### TUGAS LATIHAN 1
Kembalikan salinan persis bagian artikel tentang pluralisme dan Gus Dur, mulai dari "Selasa, 07 Mei" terus ke bawah sampai "mewakili istilah tersebut.".
### TUGAS LATIHAN 2
Bisakah paragraf artikel tentang pluralisme dan Gus Dur yang diawali "Begitu Presiden SBY menyebut" ditulis ulang secara lebih ringkas tanpa menghilangkan fakta pokoknya?
### TUGAS LATIHAN 3
Apa kelanjutan artikel tentang pluralisme dan Gus Dur setelah kalimat terakhirnya? Tuliskan lanjutannya.

### DOKUMEN
------------------------
Selasa, 07 Mei 2013

MEMPOLEMIKKAN PLURALISME DAN GUS DUR



Syukron Affani
www.gusdur.net
Begitu Presiden SBY menyebut Abdurrahman Wahid (Gus Dur) sebagai Bapak Pluralisme pada acara pemakaman Gus Dur, banyak orang dari kalangan pesantren sedikit tertegun. Presiden menyandangkan predikat tersebut untuk mengenang jasa-jasa besar Gus Dur sebagai tokoh kerukunan umat beragama. Istilah pluralisme belum terlalu lama dipolemikkan di kalangan umat Islam bahkan ujung-ujungnya, MUI melabeli haram terhadap aktivitas-aktivitas keagamaan yang mewakili istilah tersebut.
------------------------
### DATA YANG DIBERIKAN
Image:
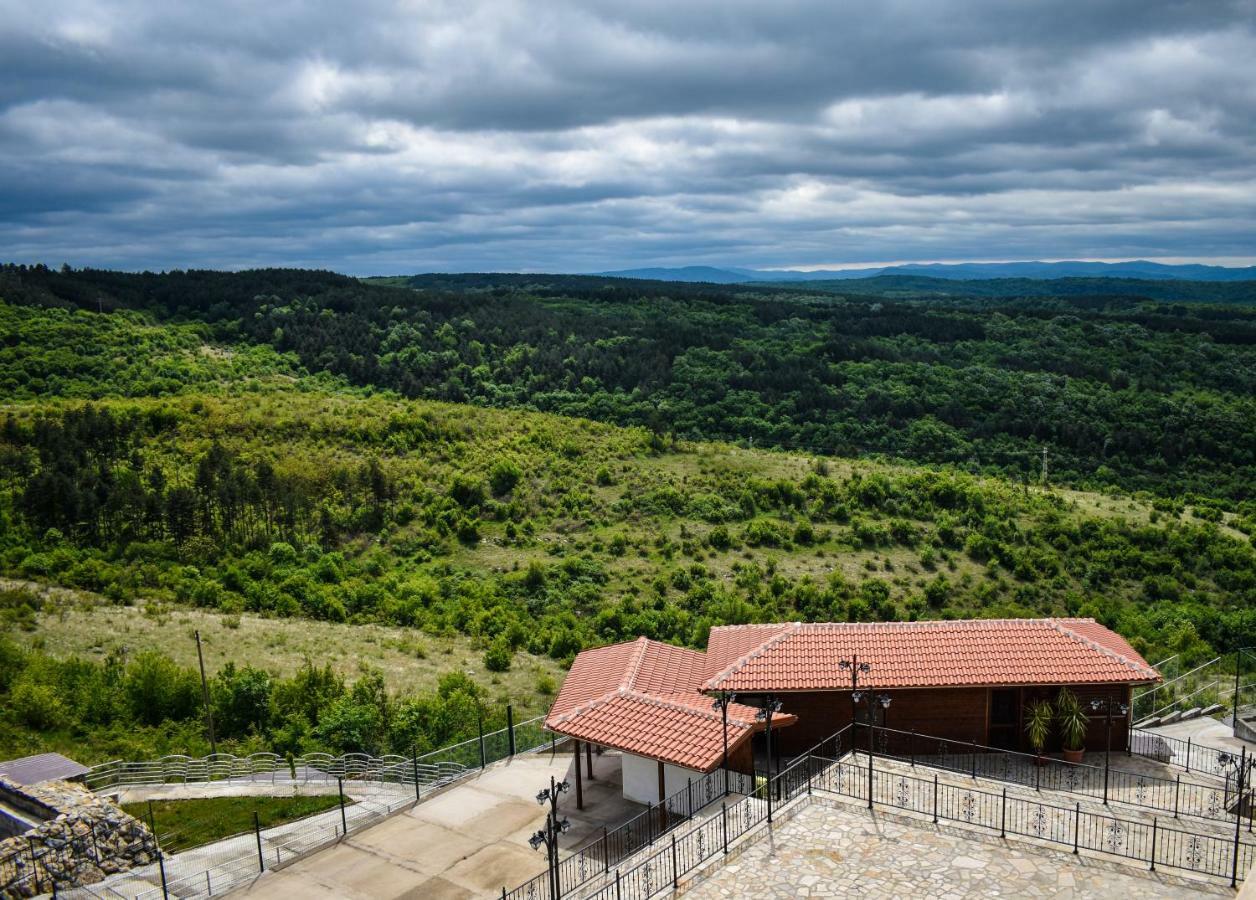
------------------------
### HASIL TUGAS 1
Selasa, 07 Mei 2013

MEMPOLEMIKKAN PLURALISME DAN GUS DUR



Syukron Affani
www.gusdur.net
Begitu Presiden SBY menyebut Abdurrahman Wahid (Gus Dur) sebagai Bapak Pluralisme pada acara pemakaman Gus Dur, banyak orang dari kalangan pesantren sedikit tertegun. Presiden menyandangkan predikat tersebut untuk mengenang jasa-jasa besar Gus Dur sebagai tokoh kerukunan umat beragama. Istilah pluralisme belum terlalu lama dipolemikkan di kalangan umat Islam bahkan ujung-ujungnya, MUI melabeli haram terhadap aktivitas-aktivitas keagamaan yang mewakili istilah tersebut.

### HASIL TUGAS 2
Ketika Presiden SBY menyebut Gus Dur sebagai Bapak Pluralisme di acara pemakamannya, banyak kalangan pesantren sedikit tertegun. Predikat itu diberikan untuk mengenang jasa besar Gus Dur sebagai tokoh kerukunan umat beragama. Padahal istilah pluralisme belum lama dipolemikkan di kalangan umat Islam, dan MUI akhirnya mengharamkan aktivitas keagamaan yang mewakili istilah tersebut.

### HASIL TUGAS 3
Sepertinya saja tidak banyak pihak yang mempersoalkan penyematan tersebut karena toh bagaimanapun masyarakat berkeinginan mengenang dan menghargai Gus Dur, gelar apapun bisa saja dialamatkan kepada Gus Dur. Namun tampaknya bagi Gus Sholah, pluralisme yang diasumsikan kepada perjuangan Gus Dur harus "diluruskan" dengan penafsiran yang benar. Pada acara peringatan 40 hari meninggalnya Gus Dur di Masjid al-Akbar Surabaya, Gus Sholah memberikan catatan garis bawah bahwa berdasarkan apa yang dipahami Gus Sholah, perjuangan kemajemukan yang digelorakan Gus Dur adalah kemajemukan sosial. Gus Sholah hendak menghindarkan Gus Dur dari kontroversi berkelanjutan mengenai perjuangan kemajemukan yang digelorakan semasa hidupnya.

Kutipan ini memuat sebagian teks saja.